§ **Directions**
Pick out every line of the material that contains the string "facade" and copy each one. Case matters.
[start]
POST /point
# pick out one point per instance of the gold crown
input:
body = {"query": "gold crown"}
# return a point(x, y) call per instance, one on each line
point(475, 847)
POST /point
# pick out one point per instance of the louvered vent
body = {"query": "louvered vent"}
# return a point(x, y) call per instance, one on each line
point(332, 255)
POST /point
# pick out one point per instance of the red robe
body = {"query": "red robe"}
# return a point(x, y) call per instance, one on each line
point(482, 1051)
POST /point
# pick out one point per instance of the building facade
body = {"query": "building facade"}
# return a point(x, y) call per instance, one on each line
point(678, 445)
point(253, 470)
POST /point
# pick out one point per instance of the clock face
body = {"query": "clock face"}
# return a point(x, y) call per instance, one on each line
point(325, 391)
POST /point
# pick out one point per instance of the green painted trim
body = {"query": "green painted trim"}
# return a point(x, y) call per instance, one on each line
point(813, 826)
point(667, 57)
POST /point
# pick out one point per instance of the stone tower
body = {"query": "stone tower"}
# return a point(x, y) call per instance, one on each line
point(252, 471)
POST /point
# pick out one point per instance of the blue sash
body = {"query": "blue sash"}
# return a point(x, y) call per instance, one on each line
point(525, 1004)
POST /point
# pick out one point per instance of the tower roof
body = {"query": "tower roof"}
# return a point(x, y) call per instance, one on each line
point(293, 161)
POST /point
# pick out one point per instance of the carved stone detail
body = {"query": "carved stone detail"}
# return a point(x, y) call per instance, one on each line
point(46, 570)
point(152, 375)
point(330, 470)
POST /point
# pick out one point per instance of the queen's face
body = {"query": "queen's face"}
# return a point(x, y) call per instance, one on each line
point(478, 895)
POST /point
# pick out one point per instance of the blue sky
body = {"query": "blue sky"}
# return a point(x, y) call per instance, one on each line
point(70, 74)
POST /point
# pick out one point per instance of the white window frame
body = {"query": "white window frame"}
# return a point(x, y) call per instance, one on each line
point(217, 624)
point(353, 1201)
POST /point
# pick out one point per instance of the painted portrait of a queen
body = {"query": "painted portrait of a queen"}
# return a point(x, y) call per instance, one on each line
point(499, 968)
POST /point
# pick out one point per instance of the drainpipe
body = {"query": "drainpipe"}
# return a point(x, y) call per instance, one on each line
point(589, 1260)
[end]
§ **Answer for the task**
# pick out one point per instance of the building facade
body = {"query": "building facade"}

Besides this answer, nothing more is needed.